What the exercise asks:
From the records below, transcribe only the lines running from the one with "x=799, y=445" through the one with "Query: blurred green leaf". Keep both of those end lines.

Segment Start: Given data

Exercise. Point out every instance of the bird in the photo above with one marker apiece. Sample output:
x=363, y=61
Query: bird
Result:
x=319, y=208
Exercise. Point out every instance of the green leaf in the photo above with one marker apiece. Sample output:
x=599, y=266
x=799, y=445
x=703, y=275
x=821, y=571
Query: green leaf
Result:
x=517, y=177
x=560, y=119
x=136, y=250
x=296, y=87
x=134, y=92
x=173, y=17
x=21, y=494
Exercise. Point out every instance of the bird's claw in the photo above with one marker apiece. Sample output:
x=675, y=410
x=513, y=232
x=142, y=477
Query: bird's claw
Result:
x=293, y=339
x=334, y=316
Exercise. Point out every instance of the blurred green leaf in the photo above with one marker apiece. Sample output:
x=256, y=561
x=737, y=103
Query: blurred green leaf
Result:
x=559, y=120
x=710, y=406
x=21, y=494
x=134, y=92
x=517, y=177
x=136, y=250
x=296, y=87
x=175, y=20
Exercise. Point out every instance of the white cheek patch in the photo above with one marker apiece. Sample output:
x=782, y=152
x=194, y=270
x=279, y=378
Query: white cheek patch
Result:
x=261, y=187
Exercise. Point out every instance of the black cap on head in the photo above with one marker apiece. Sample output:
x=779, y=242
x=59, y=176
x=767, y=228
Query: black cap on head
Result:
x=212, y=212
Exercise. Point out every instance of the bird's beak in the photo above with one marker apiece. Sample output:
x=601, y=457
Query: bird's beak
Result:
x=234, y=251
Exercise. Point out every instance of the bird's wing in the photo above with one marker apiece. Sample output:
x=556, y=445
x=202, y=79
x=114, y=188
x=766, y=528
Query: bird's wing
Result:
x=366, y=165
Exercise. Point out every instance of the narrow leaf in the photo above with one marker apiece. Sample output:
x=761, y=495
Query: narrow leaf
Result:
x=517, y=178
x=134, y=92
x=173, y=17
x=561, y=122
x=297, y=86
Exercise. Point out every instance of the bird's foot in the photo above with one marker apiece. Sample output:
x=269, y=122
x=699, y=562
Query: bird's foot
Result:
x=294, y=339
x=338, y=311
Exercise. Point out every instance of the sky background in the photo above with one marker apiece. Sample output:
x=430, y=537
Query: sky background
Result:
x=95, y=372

Segment End: Given data

Response box:
x=799, y=445
x=703, y=275
x=821, y=571
Query: green leaf
Result:
x=517, y=177
x=560, y=119
x=136, y=250
x=296, y=87
x=134, y=92
x=173, y=17
x=21, y=494
Exercise. Point out every instance of the bird's claw in the photo above with one marker apiece. Sample output:
x=675, y=410
x=513, y=232
x=142, y=477
Query: bird's claw
Result:
x=293, y=339
x=334, y=316
Exercise. Point out every instance of the blurred green leaf in the photo above with one marker apiece. Sample output:
x=256, y=561
x=737, y=103
Query: blurred green leaf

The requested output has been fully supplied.